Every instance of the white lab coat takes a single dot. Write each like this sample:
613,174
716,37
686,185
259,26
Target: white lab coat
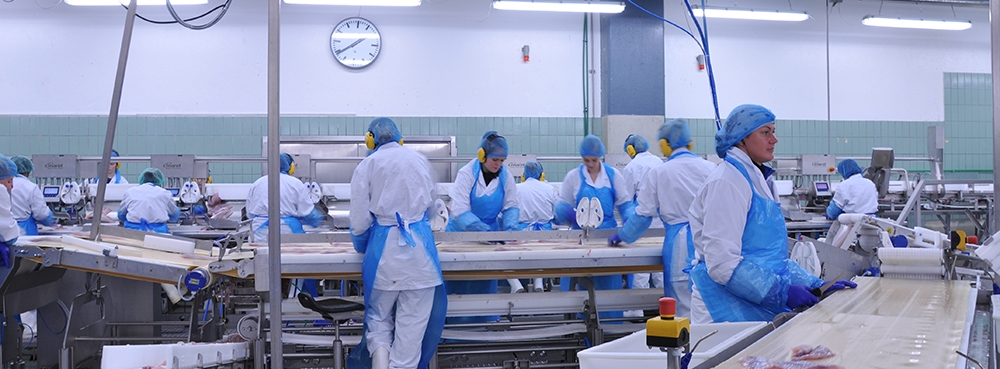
8,226
536,199
857,194
723,202
636,169
571,185
149,202
395,179
27,200
462,188
294,202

▶ Objective
Make a word-for-word copy of the entries, without any pictures.

▶ Written reply
Every instance of the white lab coat takes a single dot. Write each like this sample:
613,174
716,37
686,185
259,26
Target: white lab coat
8,226
536,199
857,194
723,202
636,169
571,185
149,202
395,179
27,200
462,188
294,202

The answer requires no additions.